Exercise aim |
In the data below, take the part that opens with the line containing "Can you spot the shirt sleeve" and closes with the line containing "x=270, y=145", both lines included. Write out every line of that part again, offsetting each x and y coordinate value by 95 and leaving all other text unchanged.

Stored records

## start

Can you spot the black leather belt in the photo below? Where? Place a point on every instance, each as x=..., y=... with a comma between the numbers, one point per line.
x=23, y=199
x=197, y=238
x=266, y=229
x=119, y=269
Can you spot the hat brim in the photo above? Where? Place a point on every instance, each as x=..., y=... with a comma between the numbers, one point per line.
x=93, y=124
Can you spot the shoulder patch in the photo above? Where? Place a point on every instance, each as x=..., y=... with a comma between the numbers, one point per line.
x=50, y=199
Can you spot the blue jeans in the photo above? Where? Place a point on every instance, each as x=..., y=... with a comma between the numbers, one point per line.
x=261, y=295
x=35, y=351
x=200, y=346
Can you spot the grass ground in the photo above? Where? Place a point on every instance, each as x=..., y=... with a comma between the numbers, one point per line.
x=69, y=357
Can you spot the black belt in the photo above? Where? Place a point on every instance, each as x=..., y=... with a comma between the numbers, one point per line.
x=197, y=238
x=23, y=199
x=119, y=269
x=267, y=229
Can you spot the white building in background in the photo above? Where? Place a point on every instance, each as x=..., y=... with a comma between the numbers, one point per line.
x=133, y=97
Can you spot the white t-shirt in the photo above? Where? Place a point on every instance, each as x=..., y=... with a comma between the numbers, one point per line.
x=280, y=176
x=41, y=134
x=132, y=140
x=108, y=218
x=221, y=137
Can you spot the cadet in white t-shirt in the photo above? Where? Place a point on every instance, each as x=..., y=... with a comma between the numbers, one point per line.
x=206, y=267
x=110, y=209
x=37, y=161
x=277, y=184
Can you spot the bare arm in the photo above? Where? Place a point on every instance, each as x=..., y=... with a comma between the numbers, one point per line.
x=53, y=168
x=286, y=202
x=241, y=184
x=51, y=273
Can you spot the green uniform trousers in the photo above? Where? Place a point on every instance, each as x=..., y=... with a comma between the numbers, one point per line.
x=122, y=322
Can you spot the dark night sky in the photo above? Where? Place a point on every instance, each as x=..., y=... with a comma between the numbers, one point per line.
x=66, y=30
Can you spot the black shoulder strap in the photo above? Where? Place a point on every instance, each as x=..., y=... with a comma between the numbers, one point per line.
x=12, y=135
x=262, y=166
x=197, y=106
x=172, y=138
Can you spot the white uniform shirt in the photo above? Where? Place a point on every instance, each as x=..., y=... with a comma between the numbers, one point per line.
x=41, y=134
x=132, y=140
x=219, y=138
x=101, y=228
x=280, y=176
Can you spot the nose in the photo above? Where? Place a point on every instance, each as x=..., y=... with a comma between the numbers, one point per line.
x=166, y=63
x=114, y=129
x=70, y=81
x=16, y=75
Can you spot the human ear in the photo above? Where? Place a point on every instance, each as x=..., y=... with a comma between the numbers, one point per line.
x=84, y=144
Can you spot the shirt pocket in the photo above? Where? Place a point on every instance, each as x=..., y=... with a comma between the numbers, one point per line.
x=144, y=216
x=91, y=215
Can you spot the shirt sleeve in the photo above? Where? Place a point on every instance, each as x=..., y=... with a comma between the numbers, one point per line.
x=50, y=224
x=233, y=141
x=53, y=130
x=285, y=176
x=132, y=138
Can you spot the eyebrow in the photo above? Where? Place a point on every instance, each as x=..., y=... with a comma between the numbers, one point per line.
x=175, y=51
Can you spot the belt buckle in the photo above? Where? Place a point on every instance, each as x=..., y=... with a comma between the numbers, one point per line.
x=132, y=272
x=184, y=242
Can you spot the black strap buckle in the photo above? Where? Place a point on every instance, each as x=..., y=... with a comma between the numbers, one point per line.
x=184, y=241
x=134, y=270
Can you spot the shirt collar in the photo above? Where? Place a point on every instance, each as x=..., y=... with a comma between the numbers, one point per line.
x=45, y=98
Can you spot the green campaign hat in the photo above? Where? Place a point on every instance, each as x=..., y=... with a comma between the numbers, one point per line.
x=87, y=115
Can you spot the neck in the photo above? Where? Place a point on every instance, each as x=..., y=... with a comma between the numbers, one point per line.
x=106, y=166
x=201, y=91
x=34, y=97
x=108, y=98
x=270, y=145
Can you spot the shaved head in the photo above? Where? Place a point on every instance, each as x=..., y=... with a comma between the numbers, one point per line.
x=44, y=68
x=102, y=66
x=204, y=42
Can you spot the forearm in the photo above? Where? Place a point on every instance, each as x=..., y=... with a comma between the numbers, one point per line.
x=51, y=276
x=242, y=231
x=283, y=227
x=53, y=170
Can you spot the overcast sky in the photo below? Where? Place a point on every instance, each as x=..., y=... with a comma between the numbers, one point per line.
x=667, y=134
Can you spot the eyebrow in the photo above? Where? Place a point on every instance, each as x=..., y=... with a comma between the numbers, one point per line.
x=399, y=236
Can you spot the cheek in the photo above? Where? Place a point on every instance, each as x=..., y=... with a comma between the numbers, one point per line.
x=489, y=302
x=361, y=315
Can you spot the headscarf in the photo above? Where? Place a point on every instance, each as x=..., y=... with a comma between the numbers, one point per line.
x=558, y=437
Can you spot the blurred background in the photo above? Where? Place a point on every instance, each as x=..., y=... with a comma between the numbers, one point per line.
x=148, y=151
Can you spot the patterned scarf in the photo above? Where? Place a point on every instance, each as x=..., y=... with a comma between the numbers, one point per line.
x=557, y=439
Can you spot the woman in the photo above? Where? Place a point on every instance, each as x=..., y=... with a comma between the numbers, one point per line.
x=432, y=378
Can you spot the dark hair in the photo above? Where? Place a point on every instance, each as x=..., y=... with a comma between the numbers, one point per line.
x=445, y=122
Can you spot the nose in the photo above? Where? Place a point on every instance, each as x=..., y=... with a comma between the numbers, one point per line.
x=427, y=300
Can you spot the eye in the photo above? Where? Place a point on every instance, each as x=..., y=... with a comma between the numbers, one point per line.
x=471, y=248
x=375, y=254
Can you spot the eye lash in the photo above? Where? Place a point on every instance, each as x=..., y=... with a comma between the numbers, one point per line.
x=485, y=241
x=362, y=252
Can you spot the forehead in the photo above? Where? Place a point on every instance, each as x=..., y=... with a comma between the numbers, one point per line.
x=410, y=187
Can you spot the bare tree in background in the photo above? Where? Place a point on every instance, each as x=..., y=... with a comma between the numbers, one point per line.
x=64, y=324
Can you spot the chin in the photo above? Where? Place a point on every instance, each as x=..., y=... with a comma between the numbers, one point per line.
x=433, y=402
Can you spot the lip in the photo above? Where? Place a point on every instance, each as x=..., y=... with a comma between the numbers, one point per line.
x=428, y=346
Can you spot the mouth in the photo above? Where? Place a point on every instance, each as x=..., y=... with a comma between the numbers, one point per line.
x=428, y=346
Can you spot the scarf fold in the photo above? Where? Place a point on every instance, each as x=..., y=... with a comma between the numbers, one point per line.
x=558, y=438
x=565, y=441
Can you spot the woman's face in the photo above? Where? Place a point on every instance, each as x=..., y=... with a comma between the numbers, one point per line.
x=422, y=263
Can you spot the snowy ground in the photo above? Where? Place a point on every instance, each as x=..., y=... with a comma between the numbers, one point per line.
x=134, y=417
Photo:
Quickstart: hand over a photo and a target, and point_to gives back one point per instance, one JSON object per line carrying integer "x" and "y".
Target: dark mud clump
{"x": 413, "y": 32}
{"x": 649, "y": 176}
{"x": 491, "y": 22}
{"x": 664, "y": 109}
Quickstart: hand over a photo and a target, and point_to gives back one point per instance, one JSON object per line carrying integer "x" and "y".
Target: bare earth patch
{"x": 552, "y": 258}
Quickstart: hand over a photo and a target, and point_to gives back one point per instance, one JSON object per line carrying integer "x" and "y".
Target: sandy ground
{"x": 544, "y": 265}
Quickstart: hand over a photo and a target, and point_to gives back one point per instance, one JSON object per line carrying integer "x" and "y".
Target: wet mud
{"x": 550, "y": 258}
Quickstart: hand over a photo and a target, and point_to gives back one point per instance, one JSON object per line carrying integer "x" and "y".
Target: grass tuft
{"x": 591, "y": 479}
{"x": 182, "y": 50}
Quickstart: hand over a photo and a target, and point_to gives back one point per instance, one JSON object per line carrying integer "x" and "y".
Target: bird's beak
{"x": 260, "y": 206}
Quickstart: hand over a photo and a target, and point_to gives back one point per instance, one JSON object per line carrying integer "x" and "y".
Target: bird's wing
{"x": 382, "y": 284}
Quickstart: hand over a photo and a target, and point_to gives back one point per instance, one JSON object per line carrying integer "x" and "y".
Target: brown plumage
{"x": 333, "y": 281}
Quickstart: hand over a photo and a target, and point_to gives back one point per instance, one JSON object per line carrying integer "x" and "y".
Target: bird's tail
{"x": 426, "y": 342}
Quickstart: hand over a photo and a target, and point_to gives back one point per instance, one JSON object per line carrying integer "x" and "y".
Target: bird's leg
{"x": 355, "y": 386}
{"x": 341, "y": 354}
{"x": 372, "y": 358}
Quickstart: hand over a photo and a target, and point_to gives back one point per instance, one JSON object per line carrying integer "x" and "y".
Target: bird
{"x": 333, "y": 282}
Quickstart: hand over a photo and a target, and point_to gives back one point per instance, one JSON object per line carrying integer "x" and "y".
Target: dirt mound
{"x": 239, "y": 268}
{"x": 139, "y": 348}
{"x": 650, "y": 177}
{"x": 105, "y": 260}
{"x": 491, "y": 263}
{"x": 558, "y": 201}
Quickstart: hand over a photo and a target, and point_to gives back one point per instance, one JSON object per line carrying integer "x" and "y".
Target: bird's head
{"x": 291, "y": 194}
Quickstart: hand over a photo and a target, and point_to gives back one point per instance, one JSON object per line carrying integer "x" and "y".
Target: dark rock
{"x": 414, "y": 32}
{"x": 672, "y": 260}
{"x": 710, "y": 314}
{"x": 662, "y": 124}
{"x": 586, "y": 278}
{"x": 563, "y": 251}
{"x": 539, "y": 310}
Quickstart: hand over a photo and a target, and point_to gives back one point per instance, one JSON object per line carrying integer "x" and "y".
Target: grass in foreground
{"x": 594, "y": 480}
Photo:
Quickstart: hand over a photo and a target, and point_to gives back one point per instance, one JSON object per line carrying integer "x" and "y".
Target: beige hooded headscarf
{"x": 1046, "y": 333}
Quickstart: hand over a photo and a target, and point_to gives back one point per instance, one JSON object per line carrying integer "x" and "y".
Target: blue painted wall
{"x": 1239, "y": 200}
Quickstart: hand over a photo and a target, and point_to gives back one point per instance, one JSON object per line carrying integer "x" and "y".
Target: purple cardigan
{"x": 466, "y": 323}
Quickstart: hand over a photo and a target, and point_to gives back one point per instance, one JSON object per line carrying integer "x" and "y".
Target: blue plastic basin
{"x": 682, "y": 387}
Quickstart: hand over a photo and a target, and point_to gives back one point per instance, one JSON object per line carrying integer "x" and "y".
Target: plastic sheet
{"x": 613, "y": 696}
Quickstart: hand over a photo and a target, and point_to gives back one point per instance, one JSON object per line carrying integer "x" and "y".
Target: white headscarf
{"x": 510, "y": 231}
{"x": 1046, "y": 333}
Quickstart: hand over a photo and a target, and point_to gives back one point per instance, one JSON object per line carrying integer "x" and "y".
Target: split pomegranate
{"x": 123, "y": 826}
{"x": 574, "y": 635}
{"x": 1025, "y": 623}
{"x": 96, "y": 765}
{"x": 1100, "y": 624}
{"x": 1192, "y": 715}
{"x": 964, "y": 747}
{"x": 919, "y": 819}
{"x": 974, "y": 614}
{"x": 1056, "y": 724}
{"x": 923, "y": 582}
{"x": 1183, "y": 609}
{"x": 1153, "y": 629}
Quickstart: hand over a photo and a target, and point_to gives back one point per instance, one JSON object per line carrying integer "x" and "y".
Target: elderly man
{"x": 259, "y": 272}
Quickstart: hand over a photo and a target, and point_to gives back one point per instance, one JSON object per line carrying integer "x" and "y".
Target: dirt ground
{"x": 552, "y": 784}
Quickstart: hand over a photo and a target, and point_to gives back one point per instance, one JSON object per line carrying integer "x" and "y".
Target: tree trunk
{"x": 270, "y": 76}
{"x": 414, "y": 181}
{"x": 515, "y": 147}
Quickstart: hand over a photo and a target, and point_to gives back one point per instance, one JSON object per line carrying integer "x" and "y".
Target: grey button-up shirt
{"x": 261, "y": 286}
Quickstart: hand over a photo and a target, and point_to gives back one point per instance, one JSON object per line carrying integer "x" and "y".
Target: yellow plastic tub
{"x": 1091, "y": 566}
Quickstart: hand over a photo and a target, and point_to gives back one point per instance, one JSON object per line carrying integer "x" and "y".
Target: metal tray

## end

Final result |
Can you spot the shirt sleeve in the photo above? Where? Place a point on every instance, each as x=..., y=... with a comma between the numbers, one point per line.
x=145, y=319
x=328, y=236
x=148, y=225
x=380, y=271
x=227, y=233
Can you spot the eyebrow in the photo above? Where? Place a point on every instance, each as x=..., y=... with a comma between the numbers, one point per line.
x=270, y=146
Can you spot the belt buckle in the photo above? Where? Place a point on every instance, each as x=..., y=... with a comma between the numbers, one point per line.
x=227, y=367
x=279, y=337
Can you spot the black strap buckle in the photo above? Where? Place a point on every instance, each as x=..., y=... with a comma between the numbers, one point per line.
x=279, y=336
x=229, y=365
Can you spot the shirt collar in the photo above? Where? Place a point on every instance, each as x=..., y=... with a comma between the numbers, one point per line.
x=140, y=193
Can you spot the green campaign hat in the photo above? Where? Place a point on every instance, each as x=..., y=... with a comma between the numbers, one point per line.
x=182, y=210
Can you spot the neck in the photo above? Where? Place a point on every instance, each as x=..., y=... with a comma between the numbers, one point per line.
x=201, y=261
x=296, y=186
x=129, y=192
x=203, y=193
x=365, y=240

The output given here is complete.